# [YOUR INSTRUCTIONS]
Extract every line below that contains the word "dark".

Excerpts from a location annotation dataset
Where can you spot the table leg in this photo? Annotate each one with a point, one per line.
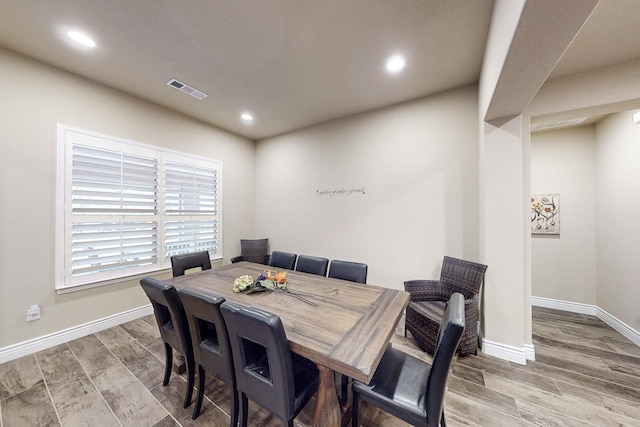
(328, 412)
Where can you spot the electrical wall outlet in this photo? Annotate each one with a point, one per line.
(33, 313)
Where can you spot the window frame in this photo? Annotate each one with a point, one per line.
(67, 138)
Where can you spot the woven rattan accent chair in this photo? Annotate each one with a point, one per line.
(429, 298)
(256, 250)
(412, 389)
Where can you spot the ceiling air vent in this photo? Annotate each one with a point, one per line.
(186, 89)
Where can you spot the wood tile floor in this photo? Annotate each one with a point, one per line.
(586, 374)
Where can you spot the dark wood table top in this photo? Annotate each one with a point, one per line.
(347, 332)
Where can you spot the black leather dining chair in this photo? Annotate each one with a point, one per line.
(267, 372)
(409, 388)
(182, 262)
(347, 270)
(312, 264)
(282, 260)
(353, 272)
(253, 250)
(174, 330)
(210, 343)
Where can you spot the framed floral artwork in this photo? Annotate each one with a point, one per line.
(545, 214)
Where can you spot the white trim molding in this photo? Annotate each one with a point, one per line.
(625, 330)
(573, 307)
(46, 341)
(506, 352)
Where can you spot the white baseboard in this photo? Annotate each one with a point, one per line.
(507, 352)
(574, 307)
(46, 341)
(625, 330)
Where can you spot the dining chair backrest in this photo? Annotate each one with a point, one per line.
(173, 327)
(347, 270)
(409, 387)
(210, 342)
(264, 367)
(312, 264)
(449, 336)
(182, 262)
(253, 250)
(283, 260)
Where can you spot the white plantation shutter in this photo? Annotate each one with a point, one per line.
(190, 207)
(127, 208)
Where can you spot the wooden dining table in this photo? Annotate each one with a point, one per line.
(339, 325)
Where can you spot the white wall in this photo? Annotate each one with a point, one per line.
(618, 211)
(417, 163)
(36, 98)
(564, 266)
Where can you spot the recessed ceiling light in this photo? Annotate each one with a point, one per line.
(81, 39)
(395, 64)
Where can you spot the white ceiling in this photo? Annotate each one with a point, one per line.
(292, 63)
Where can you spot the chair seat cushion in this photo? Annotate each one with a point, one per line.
(398, 386)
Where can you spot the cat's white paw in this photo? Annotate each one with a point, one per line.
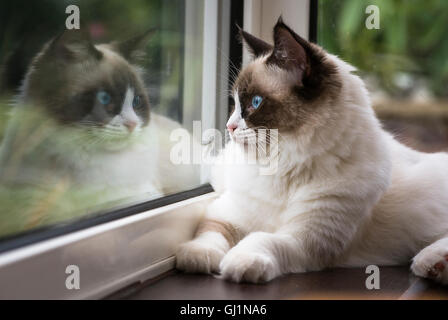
(245, 266)
(199, 257)
(432, 263)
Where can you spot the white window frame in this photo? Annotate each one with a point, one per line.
(120, 253)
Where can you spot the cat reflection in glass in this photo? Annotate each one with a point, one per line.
(82, 127)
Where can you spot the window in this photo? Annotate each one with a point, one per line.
(403, 62)
(73, 146)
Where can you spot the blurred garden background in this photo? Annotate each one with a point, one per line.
(404, 62)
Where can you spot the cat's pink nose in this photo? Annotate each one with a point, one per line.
(231, 127)
(130, 125)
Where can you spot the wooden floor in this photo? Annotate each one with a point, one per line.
(395, 283)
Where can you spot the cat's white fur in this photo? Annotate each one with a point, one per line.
(346, 193)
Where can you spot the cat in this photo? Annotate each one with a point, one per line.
(83, 122)
(345, 194)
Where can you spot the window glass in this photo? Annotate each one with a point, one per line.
(400, 48)
(86, 115)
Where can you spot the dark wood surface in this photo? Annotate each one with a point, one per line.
(395, 283)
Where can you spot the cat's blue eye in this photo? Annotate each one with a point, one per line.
(256, 101)
(136, 102)
(103, 97)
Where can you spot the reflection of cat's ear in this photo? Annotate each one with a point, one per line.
(74, 45)
(290, 50)
(256, 46)
(133, 49)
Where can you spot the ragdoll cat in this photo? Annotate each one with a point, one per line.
(345, 194)
(82, 122)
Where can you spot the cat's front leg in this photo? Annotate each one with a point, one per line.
(204, 253)
(260, 257)
(310, 242)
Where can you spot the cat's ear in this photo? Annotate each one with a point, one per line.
(133, 49)
(74, 45)
(289, 50)
(256, 46)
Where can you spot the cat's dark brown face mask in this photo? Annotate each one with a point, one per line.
(284, 85)
(79, 83)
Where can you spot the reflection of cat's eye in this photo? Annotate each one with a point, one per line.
(256, 101)
(103, 97)
(136, 102)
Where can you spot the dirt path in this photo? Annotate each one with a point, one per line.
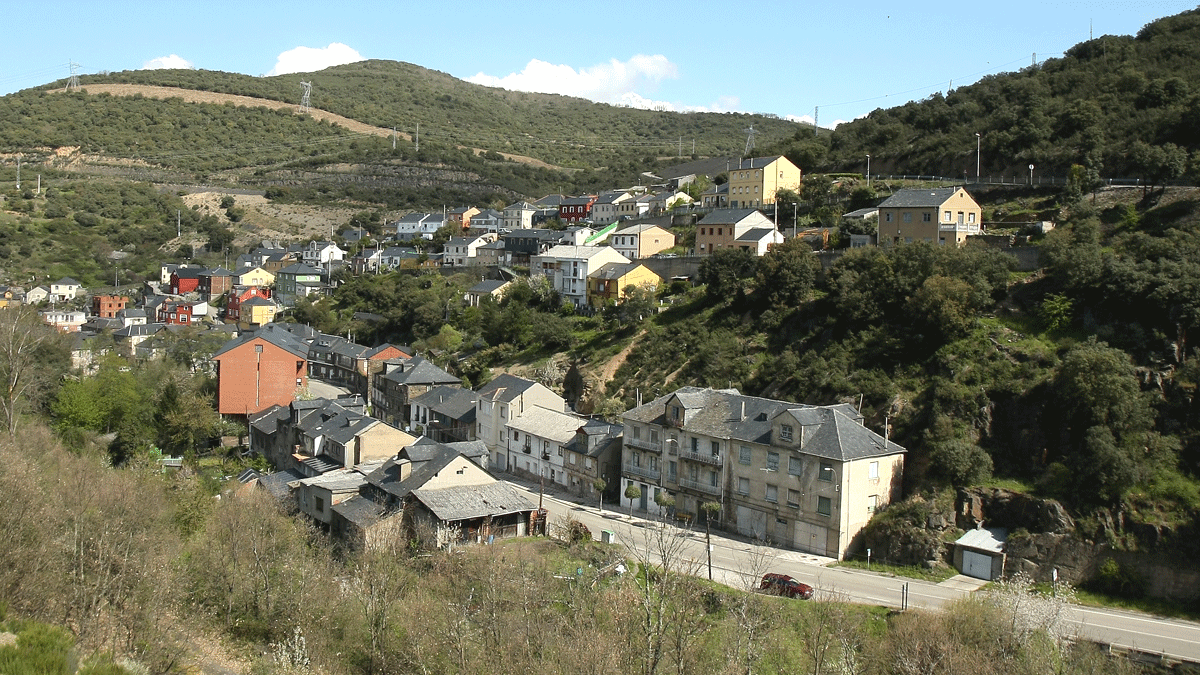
(196, 96)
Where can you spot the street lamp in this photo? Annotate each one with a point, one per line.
(978, 147)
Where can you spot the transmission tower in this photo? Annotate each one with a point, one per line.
(750, 133)
(73, 83)
(305, 101)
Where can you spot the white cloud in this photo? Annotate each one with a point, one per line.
(615, 82)
(173, 61)
(311, 59)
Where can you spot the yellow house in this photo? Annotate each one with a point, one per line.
(753, 183)
(933, 215)
(256, 276)
(258, 311)
(610, 281)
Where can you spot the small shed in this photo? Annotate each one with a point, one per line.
(981, 553)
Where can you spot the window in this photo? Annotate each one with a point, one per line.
(785, 432)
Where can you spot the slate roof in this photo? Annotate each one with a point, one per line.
(276, 484)
(473, 501)
(726, 413)
(545, 423)
(727, 216)
(917, 197)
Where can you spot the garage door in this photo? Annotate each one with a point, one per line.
(811, 538)
(751, 523)
(977, 565)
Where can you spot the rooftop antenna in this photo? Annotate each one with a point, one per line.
(305, 100)
(750, 133)
(73, 82)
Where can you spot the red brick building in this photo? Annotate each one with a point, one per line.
(259, 370)
(106, 306)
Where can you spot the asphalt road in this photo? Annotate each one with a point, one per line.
(741, 563)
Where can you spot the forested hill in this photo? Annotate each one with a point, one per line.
(1123, 106)
(559, 130)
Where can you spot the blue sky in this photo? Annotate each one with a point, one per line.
(845, 58)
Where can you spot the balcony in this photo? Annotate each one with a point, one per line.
(643, 444)
(700, 487)
(703, 458)
(649, 473)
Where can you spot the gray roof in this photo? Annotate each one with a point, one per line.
(990, 539)
(919, 197)
(727, 216)
(727, 413)
(473, 501)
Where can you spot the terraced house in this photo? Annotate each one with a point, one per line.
(805, 477)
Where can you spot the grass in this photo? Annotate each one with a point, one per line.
(906, 571)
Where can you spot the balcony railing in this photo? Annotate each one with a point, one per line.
(642, 471)
(643, 444)
(700, 487)
(705, 458)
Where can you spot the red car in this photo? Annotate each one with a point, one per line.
(784, 585)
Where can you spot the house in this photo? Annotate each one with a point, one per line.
(297, 281)
(37, 294)
(641, 240)
(259, 370)
(185, 280)
(318, 254)
(937, 215)
(805, 477)
(568, 268)
(733, 228)
(491, 288)
(65, 321)
(445, 413)
(461, 251)
(501, 401)
(534, 443)
(107, 306)
(418, 226)
(605, 207)
(64, 290)
(255, 276)
(576, 209)
(487, 220)
(519, 215)
(400, 381)
(594, 453)
(431, 493)
(461, 216)
(981, 553)
(609, 282)
(753, 183)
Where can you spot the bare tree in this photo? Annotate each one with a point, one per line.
(29, 360)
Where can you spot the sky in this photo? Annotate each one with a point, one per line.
(795, 59)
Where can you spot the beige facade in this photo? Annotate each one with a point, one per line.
(939, 216)
(754, 181)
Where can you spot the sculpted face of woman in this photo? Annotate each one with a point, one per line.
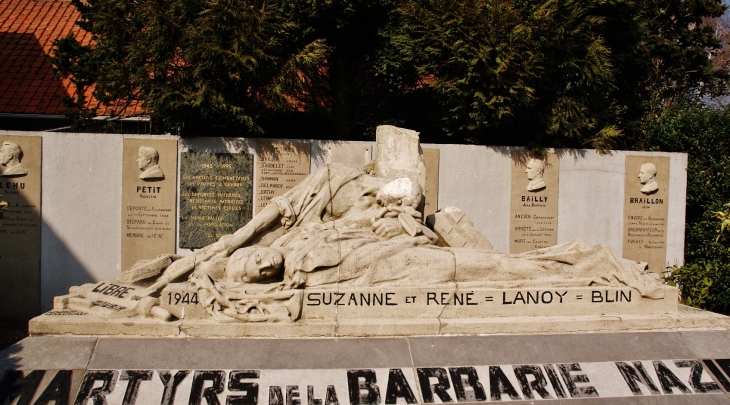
(253, 264)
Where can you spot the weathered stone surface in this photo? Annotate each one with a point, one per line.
(455, 229)
(215, 196)
(279, 167)
(399, 154)
(646, 204)
(626, 368)
(149, 190)
(20, 230)
(431, 191)
(346, 253)
(533, 202)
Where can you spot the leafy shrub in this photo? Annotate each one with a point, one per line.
(703, 132)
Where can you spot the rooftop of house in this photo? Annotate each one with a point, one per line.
(28, 84)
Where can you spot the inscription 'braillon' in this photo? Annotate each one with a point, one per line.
(646, 200)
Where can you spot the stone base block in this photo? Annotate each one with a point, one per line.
(70, 323)
(684, 319)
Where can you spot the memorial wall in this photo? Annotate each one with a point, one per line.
(170, 195)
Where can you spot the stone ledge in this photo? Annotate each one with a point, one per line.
(686, 319)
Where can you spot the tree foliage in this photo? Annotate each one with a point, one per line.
(531, 72)
(704, 133)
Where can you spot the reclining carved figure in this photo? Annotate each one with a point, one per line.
(343, 227)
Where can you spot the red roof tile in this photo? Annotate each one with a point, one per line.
(27, 82)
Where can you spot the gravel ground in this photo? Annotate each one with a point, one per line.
(11, 332)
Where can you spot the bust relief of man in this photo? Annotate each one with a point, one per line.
(147, 162)
(534, 171)
(10, 157)
(647, 173)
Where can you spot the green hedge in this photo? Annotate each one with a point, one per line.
(704, 133)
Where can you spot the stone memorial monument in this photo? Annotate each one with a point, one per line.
(149, 188)
(20, 230)
(347, 252)
(215, 196)
(646, 205)
(279, 167)
(533, 202)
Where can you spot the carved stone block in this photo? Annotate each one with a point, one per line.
(455, 229)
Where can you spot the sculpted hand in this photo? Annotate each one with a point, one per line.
(387, 227)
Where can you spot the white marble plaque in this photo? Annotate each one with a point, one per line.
(20, 228)
(149, 189)
(646, 204)
(533, 202)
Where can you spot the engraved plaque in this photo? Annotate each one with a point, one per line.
(431, 193)
(533, 202)
(149, 188)
(215, 196)
(646, 199)
(20, 230)
(279, 167)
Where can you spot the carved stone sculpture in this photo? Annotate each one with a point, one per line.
(147, 161)
(10, 157)
(342, 228)
(647, 175)
(535, 170)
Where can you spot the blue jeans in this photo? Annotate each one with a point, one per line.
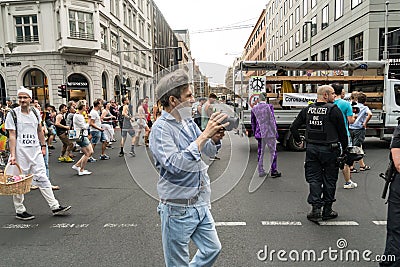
(181, 223)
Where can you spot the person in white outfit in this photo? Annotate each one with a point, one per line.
(27, 147)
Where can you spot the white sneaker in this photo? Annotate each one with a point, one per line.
(350, 185)
(76, 168)
(84, 172)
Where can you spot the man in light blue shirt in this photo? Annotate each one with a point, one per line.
(347, 112)
(177, 144)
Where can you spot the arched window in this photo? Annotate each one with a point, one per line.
(117, 89)
(104, 86)
(35, 80)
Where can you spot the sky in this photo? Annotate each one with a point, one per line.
(219, 47)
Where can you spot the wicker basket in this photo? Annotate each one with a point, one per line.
(22, 186)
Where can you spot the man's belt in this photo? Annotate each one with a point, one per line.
(181, 201)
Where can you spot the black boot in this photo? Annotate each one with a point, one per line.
(315, 214)
(328, 213)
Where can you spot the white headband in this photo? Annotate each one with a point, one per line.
(24, 90)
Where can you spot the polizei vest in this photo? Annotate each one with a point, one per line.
(319, 128)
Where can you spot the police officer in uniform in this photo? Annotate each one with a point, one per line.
(393, 214)
(325, 132)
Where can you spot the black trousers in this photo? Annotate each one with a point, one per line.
(321, 171)
(393, 223)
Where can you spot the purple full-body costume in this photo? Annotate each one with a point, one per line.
(264, 128)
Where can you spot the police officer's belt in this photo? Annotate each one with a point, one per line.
(181, 201)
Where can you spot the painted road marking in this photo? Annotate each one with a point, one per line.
(119, 225)
(69, 225)
(339, 223)
(20, 226)
(284, 223)
(380, 222)
(230, 223)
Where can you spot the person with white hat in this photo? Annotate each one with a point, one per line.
(27, 147)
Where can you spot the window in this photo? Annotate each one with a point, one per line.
(140, 4)
(285, 27)
(314, 57)
(297, 38)
(27, 29)
(81, 25)
(356, 47)
(339, 51)
(127, 56)
(314, 26)
(355, 3)
(338, 9)
(37, 81)
(150, 63)
(114, 43)
(104, 38)
(325, 55)
(397, 93)
(291, 43)
(325, 17)
(129, 18)
(297, 15)
(134, 21)
(393, 43)
(141, 28)
(313, 3)
(135, 57)
(305, 7)
(285, 46)
(143, 60)
(125, 12)
(305, 32)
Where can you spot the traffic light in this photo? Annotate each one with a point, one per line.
(62, 91)
(178, 53)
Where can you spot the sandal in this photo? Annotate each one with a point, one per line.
(354, 170)
(365, 168)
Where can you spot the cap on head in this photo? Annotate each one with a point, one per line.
(24, 90)
(171, 81)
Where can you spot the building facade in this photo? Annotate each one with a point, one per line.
(78, 43)
(330, 30)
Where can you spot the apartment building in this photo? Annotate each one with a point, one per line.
(48, 43)
(326, 30)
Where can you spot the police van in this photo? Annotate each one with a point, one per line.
(292, 85)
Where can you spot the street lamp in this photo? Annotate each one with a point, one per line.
(305, 23)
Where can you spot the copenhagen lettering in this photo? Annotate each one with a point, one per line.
(28, 139)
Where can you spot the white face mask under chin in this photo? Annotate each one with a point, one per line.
(185, 112)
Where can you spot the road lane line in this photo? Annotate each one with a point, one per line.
(19, 226)
(230, 223)
(281, 223)
(380, 222)
(69, 225)
(339, 223)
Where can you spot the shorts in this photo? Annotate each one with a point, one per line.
(98, 136)
(124, 132)
(84, 143)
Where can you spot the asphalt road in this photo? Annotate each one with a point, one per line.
(114, 222)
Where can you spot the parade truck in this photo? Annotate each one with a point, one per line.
(292, 85)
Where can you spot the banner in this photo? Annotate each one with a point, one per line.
(303, 99)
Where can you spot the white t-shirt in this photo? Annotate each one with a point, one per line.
(95, 115)
(27, 127)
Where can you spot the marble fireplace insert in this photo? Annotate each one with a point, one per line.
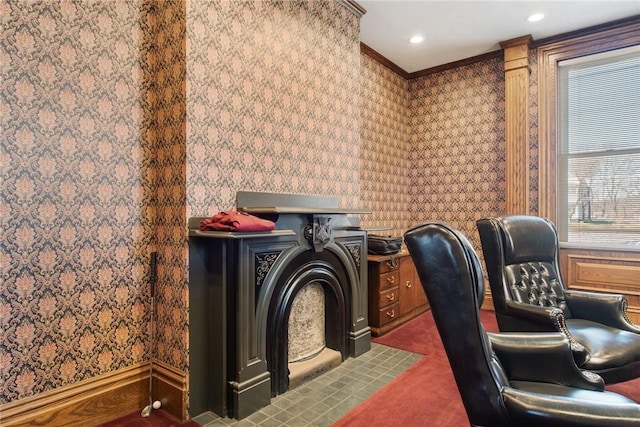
(242, 289)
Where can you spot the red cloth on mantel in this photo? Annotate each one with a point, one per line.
(236, 221)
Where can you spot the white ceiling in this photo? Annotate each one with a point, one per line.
(456, 29)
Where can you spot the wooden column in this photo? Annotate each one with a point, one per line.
(516, 82)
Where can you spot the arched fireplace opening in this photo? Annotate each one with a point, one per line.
(243, 285)
(323, 269)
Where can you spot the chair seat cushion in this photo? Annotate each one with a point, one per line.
(609, 347)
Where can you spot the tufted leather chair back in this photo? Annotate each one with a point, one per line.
(451, 275)
(521, 254)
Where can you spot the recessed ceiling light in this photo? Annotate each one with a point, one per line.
(536, 17)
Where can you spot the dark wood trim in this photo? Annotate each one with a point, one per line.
(85, 403)
(353, 7)
(456, 64)
(433, 70)
(101, 399)
(383, 61)
(616, 37)
(587, 31)
(497, 53)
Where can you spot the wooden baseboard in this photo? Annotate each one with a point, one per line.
(100, 399)
(170, 387)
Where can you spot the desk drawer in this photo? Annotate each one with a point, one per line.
(389, 280)
(389, 314)
(388, 297)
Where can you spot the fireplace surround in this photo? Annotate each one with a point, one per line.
(242, 286)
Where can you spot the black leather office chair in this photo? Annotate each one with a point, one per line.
(521, 256)
(505, 379)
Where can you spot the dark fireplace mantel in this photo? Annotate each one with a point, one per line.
(240, 290)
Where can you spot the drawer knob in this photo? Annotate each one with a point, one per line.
(393, 263)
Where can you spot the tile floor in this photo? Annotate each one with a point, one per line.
(327, 398)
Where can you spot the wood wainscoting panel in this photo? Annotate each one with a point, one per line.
(604, 271)
(100, 399)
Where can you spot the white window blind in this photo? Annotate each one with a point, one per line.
(599, 149)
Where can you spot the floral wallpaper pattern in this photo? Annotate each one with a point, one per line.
(384, 167)
(122, 119)
(457, 146)
(75, 223)
(273, 101)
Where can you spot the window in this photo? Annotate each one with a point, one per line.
(598, 149)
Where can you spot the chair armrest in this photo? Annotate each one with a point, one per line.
(545, 318)
(534, 409)
(608, 309)
(542, 357)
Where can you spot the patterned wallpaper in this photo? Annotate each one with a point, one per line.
(384, 165)
(76, 198)
(121, 120)
(457, 146)
(273, 101)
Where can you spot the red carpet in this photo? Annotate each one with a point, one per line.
(426, 393)
(157, 419)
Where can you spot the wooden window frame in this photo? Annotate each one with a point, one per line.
(548, 57)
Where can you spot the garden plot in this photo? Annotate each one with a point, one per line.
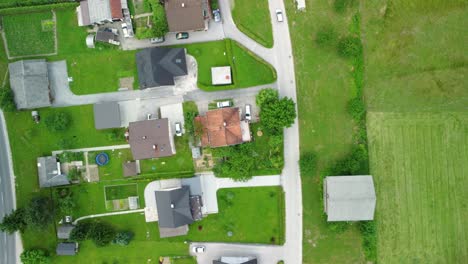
(121, 197)
(30, 34)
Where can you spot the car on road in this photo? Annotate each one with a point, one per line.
(182, 35)
(199, 249)
(125, 30)
(223, 104)
(279, 15)
(156, 40)
(248, 115)
(178, 129)
(217, 15)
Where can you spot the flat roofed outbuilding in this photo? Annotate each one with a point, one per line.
(150, 139)
(221, 75)
(349, 198)
(184, 15)
(107, 115)
(158, 66)
(29, 81)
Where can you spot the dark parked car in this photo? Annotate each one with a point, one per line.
(182, 35)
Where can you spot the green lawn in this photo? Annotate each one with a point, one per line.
(419, 165)
(324, 86)
(253, 18)
(27, 34)
(218, 53)
(179, 165)
(123, 191)
(114, 169)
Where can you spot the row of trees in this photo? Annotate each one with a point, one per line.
(100, 233)
(38, 214)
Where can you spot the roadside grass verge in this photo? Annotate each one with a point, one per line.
(325, 85)
(419, 165)
(253, 19)
(28, 34)
(230, 53)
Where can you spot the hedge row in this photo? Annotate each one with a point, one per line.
(36, 9)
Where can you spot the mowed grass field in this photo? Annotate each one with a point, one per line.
(420, 168)
(253, 18)
(26, 36)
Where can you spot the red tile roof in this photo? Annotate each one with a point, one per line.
(116, 9)
(221, 127)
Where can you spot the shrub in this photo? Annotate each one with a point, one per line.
(39, 213)
(123, 238)
(13, 222)
(35, 256)
(356, 108)
(7, 100)
(326, 36)
(349, 47)
(308, 163)
(57, 121)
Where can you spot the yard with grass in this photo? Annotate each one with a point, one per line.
(179, 165)
(324, 87)
(419, 165)
(30, 34)
(253, 18)
(219, 53)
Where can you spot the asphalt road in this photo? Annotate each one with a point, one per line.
(7, 242)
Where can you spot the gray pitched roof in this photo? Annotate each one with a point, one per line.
(49, 173)
(173, 207)
(349, 198)
(66, 249)
(106, 115)
(29, 81)
(63, 231)
(159, 66)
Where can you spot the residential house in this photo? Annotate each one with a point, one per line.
(185, 15)
(159, 66)
(223, 127)
(107, 115)
(92, 12)
(150, 139)
(174, 212)
(29, 81)
(50, 173)
(349, 198)
(67, 249)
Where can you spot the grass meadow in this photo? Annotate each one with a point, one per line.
(253, 19)
(27, 34)
(419, 163)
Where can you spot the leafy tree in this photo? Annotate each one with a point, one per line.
(326, 36)
(349, 47)
(81, 231)
(39, 213)
(14, 221)
(57, 121)
(277, 115)
(266, 96)
(101, 234)
(66, 204)
(7, 101)
(123, 238)
(34, 256)
(308, 163)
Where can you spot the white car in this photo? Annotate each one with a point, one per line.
(279, 15)
(198, 249)
(125, 30)
(178, 129)
(223, 104)
(248, 115)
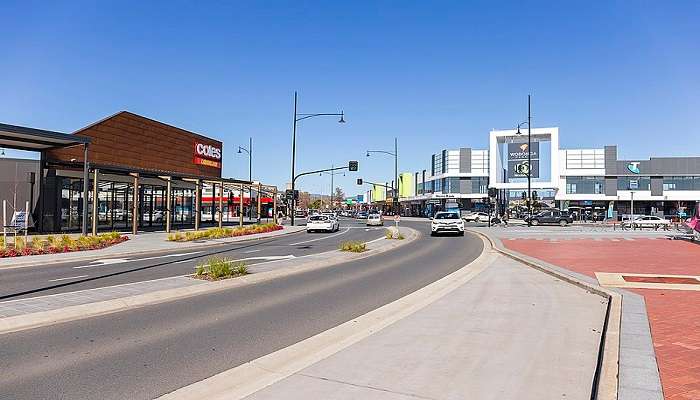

# [COMPLETE OUTPUT]
Where can you spot the dark wood table top in this photo? Annotate each one with a point, one per line.
Where can you spot the dark wood surface in this photo? Annotate each one with a point, one per line.
Where can you spot the cat's dark brown face mask in this photo? Annotate each one with a point, one per line.
Where can you spot the dark wood trim in this photo? Annotate each one with a point, one per line.
Where can you spot the dark fireplace mantel in this photo? Annotate each one with a point, one per line.
Where can you spot the dark parked car in this photo? Annotate each one with a point, one per line.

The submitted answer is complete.